--- Data provided Enclosed Below ---

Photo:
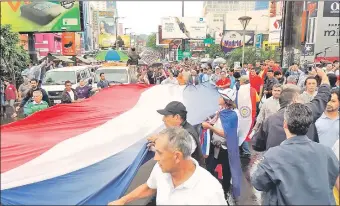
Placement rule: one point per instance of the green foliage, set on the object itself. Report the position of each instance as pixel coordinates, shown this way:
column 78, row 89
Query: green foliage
column 151, row 41
column 14, row 58
column 251, row 55
column 214, row 50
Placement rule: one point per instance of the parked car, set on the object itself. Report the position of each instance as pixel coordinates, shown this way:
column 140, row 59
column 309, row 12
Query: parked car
column 116, row 75
column 54, row 80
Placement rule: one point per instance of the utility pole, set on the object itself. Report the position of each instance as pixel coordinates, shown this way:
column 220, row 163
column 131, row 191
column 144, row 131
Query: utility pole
column 183, row 40
column 125, row 30
column 116, row 25
column 182, row 8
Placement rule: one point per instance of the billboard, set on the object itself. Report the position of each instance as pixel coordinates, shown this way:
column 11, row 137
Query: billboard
column 41, row 16
column 331, row 9
column 184, row 28
column 77, row 42
column 126, row 40
column 107, row 32
column 68, row 42
column 233, row 39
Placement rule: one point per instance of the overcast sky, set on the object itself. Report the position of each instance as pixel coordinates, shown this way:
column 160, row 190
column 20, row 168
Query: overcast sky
column 144, row 16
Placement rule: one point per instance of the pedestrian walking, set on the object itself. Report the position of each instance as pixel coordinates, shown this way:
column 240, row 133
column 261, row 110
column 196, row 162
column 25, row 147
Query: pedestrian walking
column 177, row 178
column 298, row 171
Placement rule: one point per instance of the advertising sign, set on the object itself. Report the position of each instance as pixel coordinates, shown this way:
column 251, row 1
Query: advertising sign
column 184, row 28
column 172, row 43
column 77, row 39
column 233, row 39
column 126, row 40
column 68, row 44
column 327, row 30
column 107, row 32
column 261, row 5
column 41, row 16
column 258, row 41
column 149, row 56
column 308, row 50
column 331, row 9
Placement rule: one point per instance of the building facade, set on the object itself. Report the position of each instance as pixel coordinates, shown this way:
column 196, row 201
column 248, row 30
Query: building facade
column 47, row 43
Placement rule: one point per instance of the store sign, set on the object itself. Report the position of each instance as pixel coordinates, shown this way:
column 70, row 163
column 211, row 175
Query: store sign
column 184, row 28
column 68, row 41
column 331, row 9
column 41, row 16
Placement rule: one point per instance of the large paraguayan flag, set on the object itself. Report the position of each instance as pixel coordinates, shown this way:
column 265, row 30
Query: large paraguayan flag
column 87, row 153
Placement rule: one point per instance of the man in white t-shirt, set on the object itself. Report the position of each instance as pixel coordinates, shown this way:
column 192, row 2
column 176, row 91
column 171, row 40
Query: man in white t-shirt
column 176, row 177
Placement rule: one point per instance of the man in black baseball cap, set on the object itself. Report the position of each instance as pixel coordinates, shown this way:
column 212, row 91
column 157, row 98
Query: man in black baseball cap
column 175, row 115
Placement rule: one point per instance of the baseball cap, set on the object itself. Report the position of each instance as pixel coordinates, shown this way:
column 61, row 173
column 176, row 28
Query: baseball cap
column 173, row 108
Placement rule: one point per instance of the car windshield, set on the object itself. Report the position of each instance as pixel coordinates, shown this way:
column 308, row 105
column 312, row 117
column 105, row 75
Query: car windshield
column 113, row 75
column 59, row 77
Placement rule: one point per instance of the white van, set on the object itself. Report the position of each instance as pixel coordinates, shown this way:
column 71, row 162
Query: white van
column 54, row 80
column 115, row 75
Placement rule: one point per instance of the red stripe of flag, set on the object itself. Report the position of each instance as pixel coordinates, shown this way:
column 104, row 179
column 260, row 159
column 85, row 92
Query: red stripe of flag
column 25, row 140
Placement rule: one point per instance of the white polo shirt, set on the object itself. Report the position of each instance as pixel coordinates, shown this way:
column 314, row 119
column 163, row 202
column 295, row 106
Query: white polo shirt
column 200, row 189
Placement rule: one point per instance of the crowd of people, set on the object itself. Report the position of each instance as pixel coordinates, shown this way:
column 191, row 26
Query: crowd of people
column 295, row 123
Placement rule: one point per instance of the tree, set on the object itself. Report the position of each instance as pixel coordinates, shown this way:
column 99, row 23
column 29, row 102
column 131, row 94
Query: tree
column 251, row 55
column 14, row 58
column 151, row 41
column 214, row 50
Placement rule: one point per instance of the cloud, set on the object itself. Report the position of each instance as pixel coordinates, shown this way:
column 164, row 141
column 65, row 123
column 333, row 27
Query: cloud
column 144, row 16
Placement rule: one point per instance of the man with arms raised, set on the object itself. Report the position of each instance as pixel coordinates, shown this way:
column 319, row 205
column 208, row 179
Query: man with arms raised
column 299, row 171
column 176, row 177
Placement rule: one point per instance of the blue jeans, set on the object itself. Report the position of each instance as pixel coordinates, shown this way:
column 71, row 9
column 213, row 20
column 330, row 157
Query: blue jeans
column 245, row 148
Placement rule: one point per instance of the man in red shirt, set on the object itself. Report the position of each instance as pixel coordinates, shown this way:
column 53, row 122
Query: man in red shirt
column 11, row 94
column 224, row 82
column 274, row 66
column 256, row 81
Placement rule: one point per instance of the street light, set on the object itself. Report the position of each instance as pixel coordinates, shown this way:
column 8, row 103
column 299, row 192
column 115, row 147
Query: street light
column 125, row 30
column 131, row 33
column 116, row 25
column 244, row 21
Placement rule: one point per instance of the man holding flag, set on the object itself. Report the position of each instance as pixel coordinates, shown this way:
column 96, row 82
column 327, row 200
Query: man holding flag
column 247, row 98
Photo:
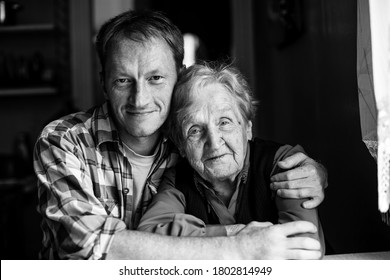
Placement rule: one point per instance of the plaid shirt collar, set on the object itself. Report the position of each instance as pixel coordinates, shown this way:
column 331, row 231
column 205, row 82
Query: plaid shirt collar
column 103, row 126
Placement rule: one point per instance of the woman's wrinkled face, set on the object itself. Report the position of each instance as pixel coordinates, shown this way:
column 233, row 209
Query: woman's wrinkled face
column 215, row 134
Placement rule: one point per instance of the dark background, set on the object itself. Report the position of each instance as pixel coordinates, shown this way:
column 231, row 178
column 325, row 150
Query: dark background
column 304, row 76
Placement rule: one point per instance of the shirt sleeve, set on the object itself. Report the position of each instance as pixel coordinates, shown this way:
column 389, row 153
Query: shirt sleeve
column 291, row 209
column 75, row 224
column 166, row 214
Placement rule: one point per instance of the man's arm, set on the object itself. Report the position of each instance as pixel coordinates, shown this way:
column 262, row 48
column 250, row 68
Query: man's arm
column 255, row 241
column 76, row 225
column 166, row 213
column 304, row 178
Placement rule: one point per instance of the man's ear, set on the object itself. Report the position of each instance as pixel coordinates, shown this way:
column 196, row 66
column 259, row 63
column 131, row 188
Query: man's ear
column 102, row 83
column 249, row 130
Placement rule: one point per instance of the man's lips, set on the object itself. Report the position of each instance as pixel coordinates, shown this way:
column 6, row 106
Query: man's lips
column 140, row 112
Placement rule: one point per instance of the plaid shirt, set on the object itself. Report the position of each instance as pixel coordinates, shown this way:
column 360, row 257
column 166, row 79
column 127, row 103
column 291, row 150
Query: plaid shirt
column 85, row 184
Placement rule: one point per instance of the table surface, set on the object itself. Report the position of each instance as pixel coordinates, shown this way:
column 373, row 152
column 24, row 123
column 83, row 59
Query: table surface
column 360, row 256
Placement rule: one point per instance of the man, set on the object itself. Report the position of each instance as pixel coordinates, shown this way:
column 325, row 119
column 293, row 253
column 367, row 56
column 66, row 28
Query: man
column 98, row 170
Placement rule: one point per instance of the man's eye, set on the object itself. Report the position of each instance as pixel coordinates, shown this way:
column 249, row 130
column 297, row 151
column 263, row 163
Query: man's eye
column 156, row 79
column 122, row 81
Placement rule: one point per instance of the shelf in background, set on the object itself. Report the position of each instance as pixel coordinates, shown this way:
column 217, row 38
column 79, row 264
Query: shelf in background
column 28, row 91
column 27, row 28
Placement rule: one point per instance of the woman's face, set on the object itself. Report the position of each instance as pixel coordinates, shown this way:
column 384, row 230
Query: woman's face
column 215, row 134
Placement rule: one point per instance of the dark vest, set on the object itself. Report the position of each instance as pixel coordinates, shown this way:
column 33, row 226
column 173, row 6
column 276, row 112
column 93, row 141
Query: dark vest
column 255, row 201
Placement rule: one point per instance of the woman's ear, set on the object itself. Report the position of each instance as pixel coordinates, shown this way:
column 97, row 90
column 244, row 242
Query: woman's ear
column 182, row 152
column 249, row 130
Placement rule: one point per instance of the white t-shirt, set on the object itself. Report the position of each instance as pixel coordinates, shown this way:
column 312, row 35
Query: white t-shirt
column 140, row 169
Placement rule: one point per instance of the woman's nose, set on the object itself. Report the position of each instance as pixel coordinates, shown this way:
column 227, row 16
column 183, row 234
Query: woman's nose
column 140, row 96
column 214, row 138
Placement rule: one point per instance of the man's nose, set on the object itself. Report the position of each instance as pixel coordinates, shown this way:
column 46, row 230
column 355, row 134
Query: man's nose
column 140, row 95
column 214, row 138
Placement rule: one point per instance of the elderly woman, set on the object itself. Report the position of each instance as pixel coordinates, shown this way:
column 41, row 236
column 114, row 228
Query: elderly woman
column 222, row 183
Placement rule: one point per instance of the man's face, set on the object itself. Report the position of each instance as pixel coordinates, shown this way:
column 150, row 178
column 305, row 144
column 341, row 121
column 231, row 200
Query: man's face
column 215, row 134
column 138, row 81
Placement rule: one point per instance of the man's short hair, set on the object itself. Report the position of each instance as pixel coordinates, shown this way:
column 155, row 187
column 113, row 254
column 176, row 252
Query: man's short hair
column 140, row 26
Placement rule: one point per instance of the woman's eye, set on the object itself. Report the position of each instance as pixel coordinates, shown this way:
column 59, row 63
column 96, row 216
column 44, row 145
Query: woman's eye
column 224, row 122
column 156, row 79
column 194, row 131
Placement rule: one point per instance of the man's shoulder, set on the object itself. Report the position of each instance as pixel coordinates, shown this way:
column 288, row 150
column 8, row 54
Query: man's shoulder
column 74, row 123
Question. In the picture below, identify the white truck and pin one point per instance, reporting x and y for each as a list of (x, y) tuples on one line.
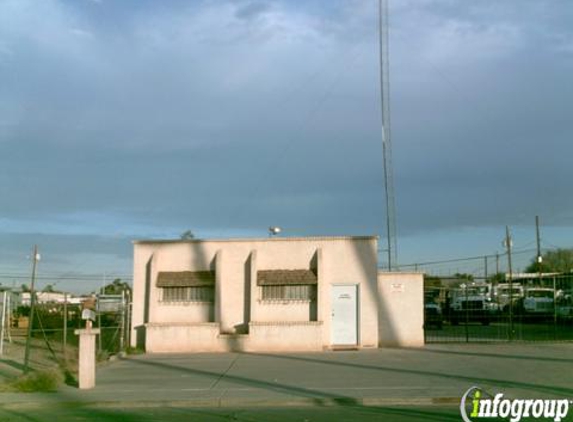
[(470, 304), (539, 301), (504, 294)]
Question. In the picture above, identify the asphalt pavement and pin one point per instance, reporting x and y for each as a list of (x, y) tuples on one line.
[(434, 375)]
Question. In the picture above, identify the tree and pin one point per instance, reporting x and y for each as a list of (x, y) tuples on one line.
[(496, 278), (556, 261), (464, 276), (432, 281), (187, 235), (116, 287), (48, 289)]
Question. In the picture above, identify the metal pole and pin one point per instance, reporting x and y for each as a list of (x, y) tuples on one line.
[(4, 299), (9, 313), (485, 268), (122, 326), (65, 339), (508, 248), (128, 331), (386, 137), (539, 257), (35, 259)]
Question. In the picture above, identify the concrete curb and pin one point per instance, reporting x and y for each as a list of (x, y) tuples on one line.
[(222, 402)]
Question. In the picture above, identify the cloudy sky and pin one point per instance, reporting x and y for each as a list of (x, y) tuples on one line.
[(142, 119)]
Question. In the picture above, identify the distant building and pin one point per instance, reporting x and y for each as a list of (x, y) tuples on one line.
[(272, 294)]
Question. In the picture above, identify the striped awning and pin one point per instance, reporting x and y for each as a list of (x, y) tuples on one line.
[(286, 277), (185, 278)]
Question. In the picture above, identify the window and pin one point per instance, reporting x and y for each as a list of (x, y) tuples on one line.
[(289, 292), (188, 294)]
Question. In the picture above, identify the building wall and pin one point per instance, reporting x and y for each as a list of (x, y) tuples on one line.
[(401, 312), (338, 260)]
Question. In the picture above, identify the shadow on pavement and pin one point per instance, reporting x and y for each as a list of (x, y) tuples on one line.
[(471, 380), (496, 355)]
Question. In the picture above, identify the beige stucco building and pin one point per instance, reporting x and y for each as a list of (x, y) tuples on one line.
[(272, 294)]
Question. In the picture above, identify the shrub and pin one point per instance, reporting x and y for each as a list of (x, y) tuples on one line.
[(38, 381)]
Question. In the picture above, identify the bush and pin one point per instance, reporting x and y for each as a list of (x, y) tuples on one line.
[(39, 381)]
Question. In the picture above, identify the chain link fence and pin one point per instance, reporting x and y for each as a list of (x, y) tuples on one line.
[(524, 309), (53, 342)]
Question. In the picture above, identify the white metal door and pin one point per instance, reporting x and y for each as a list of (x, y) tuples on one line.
[(344, 325)]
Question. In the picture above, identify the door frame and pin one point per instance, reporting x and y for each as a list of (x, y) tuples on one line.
[(357, 286)]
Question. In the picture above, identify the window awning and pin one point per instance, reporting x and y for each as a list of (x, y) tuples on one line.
[(185, 278), (285, 277)]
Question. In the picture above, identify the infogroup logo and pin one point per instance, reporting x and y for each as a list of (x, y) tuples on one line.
[(477, 404)]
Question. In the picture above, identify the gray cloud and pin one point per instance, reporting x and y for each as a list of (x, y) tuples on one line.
[(229, 116)]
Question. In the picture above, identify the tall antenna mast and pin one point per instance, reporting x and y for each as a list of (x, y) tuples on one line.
[(386, 138)]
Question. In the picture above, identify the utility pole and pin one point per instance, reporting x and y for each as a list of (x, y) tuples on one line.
[(485, 268), (65, 339), (122, 326), (539, 257), (35, 259), (507, 244), (4, 303), (386, 134)]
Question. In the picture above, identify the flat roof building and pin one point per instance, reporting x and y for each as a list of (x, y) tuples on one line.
[(271, 294)]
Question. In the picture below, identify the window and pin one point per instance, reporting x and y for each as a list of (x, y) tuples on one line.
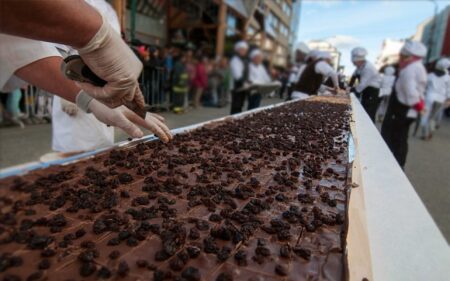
[(231, 25), (286, 9)]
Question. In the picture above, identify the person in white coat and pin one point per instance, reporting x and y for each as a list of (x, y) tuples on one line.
[(387, 83), (407, 100), (239, 72), (369, 82), (437, 93), (74, 130), (257, 75), (301, 54), (79, 25), (311, 79)]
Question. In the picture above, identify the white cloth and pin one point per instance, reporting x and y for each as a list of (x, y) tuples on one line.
[(17, 52), (302, 47), (237, 67), (296, 95), (296, 72), (258, 74), (83, 131), (359, 54), (327, 71), (255, 52), (368, 77), (387, 83), (78, 133), (414, 48), (438, 88), (241, 45), (443, 64), (411, 84)]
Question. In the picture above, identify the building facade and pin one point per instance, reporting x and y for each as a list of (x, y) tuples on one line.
[(435, 34), (211, 25), (326, 47)]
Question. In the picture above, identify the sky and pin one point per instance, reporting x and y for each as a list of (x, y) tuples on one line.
[(351, 23)]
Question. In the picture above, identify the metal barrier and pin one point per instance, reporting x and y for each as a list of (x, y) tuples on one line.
[(154, 85)]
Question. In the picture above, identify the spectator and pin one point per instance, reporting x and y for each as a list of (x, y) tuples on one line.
[(180, 87), (239, 71), (257, 75), (437, 93), (224, 93), (200, 81)]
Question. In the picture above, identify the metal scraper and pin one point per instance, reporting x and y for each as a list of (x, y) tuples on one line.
[(75, 69)]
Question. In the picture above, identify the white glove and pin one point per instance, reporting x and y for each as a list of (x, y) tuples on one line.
[(108, 56), (68, 107), (124, 118)]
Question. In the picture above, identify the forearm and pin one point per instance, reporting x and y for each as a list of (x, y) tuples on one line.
[(50, 20), (45, 74)]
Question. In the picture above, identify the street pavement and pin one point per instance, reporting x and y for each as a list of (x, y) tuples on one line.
[(428, 164)]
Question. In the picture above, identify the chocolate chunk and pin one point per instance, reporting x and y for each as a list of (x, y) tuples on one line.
[(302, 252), (35, 276), (224, 254), (176, 264), (285, 251), (104, 273), (114, 255), (87, 269), (44, 264), (224, 276), (191, 274), (241, 258), (281, 270)]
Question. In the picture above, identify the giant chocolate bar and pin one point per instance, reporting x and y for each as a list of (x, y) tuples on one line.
[(258, 198)]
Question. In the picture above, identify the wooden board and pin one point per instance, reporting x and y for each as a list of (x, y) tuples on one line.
[(358, 249)]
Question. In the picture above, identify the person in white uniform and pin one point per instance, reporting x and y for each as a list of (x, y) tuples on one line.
[(74, 130), (437, 93), (369, 82), (239, 72), (301, 55), (79, 25), (407, 100), (317, 71), (387, 83), (257, 75)]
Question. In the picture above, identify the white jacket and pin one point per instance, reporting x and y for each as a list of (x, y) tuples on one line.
[(438, 88), (411, 83), (258, 74), (368, 77), (387, 83)]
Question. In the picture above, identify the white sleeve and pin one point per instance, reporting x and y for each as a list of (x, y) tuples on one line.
[(17, 52), (368, 74), (415, 84), (326, 70), (236, 68)]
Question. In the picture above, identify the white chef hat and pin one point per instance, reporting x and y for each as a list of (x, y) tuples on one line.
[(313, 54), (324, 55), (255, 52), (302, 47), (414, 48), (390, 70), (359, 54), (240, 45), (443, 64)]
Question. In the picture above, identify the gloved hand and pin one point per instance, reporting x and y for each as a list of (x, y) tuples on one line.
[(108, 56), (69, 107), (124, 118), (419, 106)]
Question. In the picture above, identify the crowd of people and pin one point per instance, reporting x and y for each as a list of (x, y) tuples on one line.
[(180, 78)]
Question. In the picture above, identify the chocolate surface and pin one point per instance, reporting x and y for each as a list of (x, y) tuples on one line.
[(259, 198)]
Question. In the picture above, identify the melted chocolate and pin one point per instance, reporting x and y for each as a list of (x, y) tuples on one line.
[(260, 198)]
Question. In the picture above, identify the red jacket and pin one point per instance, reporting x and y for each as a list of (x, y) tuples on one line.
[(201, 77)]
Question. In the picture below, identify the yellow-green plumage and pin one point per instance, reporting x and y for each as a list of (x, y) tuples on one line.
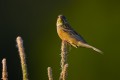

--- End of Enclosed Data provided ---

- **Problem details**
Could you restate, word for word, the lines above from the one with "column 233, row 209" to the one with "column 6, row 106", both included?

- **Expected answer**
column 233, row 209
Query: woman's wrinkled face
column 215, row 134
Placement rule: one point per instance of the dark background, set on the object itself. Report the position of each instance as pixel coordinates, shown this way:
column 231, row 178
column 325, row 150
Query: dark background
column 304, row 76
Placement rule: one point per instance of the shirt sleeve, set on the object itself. Report the position of each instance as pixel coordinates, shown this way:
column 389, row 153
Query: shirt sleeve
column 291, row 209
column 75, row 224
column 166, row 214
Placement rule: one point per instance of the man's arm, set on the object itself. Report the position of each instance as pixel coordinates, shown this way:
column 262, row 48
column 250, row 68
Query: man's arm
column 255, row 241
column 76, row 225
column 166, row 213
column 304, row 178
Placement rule: one point per instance of the man's ear, set on the object itself. Report the position of each instance as pixel coordinates, shown this way:
column 196, row 66
column 259, row 63
column 131, row 188
Query: man's ear
column 102, row 83
column 249, row 130
Placement rule: one point per instance of the man's lips, set on the object itself. Report the position of each instance as pixel coordinates, shown this way:
column 6, row 106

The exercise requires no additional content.